__Brief__
The lines below starting at the line containing "sample = <point>531,377</point>" and ending at the line containing "sample = <point>919,194</point>" are to be repeated exactly, with both ends kept and nothing else added.

(Beginning of Dataset)

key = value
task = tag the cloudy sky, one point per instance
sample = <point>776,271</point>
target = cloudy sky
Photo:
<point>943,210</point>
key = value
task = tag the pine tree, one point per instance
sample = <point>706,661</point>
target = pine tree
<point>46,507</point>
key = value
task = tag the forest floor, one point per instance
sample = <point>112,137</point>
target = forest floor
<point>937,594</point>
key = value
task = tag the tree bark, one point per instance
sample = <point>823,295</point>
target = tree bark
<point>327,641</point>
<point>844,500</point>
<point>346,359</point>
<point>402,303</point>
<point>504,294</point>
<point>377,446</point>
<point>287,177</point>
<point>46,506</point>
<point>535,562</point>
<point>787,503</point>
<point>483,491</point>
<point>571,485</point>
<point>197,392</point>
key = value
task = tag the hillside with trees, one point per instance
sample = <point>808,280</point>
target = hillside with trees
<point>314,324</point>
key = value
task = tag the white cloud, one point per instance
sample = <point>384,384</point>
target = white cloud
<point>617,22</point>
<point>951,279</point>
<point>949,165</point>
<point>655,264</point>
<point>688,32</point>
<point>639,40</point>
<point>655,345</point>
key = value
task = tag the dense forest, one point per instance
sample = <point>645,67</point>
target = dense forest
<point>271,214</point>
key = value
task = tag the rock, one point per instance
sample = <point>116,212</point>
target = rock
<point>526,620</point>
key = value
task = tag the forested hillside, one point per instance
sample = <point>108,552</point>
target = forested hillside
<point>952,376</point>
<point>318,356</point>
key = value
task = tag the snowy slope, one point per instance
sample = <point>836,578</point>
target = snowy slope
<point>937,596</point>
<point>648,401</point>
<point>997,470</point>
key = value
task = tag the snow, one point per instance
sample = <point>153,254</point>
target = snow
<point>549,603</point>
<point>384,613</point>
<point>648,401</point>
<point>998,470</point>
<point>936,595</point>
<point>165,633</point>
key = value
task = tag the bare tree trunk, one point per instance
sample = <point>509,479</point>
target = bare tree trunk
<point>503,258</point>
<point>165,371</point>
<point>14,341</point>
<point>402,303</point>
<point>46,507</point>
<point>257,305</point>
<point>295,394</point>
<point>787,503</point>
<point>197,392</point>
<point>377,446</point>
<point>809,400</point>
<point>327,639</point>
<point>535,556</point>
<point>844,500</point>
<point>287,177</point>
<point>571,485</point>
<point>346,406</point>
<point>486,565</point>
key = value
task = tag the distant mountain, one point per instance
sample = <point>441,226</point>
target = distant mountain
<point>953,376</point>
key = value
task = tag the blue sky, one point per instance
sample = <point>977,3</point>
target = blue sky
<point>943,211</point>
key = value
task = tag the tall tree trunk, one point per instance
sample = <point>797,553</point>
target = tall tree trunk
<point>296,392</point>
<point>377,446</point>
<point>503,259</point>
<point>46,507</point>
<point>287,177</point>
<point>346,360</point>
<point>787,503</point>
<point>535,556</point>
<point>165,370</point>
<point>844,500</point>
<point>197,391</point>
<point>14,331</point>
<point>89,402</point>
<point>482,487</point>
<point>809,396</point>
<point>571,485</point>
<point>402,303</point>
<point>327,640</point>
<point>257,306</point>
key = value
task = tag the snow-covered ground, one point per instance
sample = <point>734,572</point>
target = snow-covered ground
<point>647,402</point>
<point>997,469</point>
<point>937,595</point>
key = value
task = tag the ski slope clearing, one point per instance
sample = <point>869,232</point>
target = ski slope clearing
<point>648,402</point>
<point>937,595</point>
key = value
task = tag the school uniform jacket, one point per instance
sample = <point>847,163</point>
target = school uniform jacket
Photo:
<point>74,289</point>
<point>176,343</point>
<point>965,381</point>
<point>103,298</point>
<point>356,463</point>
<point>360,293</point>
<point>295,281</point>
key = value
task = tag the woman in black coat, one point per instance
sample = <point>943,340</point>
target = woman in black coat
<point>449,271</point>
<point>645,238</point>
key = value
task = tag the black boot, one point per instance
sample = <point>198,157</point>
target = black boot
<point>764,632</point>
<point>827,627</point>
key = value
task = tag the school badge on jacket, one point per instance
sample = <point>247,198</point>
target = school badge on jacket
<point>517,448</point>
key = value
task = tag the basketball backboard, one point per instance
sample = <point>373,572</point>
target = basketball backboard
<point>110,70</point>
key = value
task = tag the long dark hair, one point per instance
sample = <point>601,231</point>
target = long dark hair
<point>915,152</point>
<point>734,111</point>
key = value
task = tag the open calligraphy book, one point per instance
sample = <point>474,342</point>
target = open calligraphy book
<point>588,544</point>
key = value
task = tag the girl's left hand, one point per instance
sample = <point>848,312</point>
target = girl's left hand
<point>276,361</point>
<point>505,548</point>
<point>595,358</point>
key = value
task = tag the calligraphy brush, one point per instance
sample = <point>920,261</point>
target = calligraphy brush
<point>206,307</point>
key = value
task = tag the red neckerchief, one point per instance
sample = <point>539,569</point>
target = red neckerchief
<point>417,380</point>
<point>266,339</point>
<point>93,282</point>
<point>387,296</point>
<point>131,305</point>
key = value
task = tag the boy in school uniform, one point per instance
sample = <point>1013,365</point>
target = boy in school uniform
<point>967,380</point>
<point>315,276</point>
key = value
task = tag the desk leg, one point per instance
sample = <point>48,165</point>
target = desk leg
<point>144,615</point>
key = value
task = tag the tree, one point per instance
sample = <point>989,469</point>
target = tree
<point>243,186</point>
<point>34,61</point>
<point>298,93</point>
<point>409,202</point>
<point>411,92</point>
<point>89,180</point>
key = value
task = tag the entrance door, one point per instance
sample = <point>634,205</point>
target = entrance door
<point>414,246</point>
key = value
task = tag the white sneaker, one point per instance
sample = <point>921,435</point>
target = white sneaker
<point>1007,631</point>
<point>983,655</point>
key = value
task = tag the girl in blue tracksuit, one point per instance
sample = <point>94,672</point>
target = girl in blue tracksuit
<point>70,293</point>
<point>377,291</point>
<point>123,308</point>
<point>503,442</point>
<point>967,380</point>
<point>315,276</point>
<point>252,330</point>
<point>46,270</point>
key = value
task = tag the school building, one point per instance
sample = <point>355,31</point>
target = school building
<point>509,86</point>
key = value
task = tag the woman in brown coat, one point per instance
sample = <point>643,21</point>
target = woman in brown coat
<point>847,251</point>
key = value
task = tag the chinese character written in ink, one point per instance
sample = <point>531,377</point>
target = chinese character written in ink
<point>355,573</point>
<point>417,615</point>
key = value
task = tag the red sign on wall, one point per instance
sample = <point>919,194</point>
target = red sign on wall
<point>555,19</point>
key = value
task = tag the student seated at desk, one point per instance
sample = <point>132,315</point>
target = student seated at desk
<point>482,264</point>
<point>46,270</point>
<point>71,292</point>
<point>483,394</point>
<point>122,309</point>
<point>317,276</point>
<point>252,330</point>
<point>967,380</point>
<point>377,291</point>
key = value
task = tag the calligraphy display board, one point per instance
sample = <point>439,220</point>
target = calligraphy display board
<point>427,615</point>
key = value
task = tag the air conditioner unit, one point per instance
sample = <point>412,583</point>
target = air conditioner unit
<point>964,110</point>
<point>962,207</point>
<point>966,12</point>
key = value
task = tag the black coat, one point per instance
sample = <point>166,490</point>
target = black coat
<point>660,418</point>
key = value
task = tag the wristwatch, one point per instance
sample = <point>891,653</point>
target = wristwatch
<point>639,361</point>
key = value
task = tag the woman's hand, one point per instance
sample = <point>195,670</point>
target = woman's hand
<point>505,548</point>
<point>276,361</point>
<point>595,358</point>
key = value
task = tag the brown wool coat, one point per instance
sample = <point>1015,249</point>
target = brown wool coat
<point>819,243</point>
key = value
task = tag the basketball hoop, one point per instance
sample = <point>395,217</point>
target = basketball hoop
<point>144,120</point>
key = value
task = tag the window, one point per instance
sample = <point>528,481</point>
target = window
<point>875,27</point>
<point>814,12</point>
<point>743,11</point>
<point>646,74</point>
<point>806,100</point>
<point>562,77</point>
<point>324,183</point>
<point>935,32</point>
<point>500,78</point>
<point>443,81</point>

(End of Dataset)

__Result of this task__
sample = <point>531,377</point>
target = chinese character written in ink
<point>355,573</point>
<point>417,615</point>
key = value
task = tag the red sign on wall, one point per instance
sample = <point>919,194</point>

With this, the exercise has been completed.